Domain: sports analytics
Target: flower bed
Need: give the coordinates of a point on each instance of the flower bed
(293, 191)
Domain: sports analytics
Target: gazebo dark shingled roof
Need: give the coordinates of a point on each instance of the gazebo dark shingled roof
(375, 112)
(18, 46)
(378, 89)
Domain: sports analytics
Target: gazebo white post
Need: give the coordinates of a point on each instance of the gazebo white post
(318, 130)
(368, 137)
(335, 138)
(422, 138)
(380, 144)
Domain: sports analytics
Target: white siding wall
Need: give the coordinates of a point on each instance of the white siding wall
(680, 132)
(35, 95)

---

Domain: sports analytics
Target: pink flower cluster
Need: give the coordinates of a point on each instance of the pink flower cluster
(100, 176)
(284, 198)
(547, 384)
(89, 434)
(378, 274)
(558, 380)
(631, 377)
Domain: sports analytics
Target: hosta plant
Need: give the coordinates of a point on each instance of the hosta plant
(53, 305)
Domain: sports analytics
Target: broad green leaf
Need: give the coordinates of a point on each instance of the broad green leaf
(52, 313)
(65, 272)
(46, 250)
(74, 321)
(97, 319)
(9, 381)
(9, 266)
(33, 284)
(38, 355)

---

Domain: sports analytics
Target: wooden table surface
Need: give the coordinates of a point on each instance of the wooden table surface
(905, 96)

SOAL —
Tolong ambil setiap baris dari item di atas yang memuat kata "flower". Perbedaan huruf besar dan kecil diperhitungkan.

JAWABAN —
Target: flower bed
Need: give the coordinates of a point on each instance of the flower bed
Target: pink flower cluster
Need: give the coordinates of a point on each instance of the pink flower cluster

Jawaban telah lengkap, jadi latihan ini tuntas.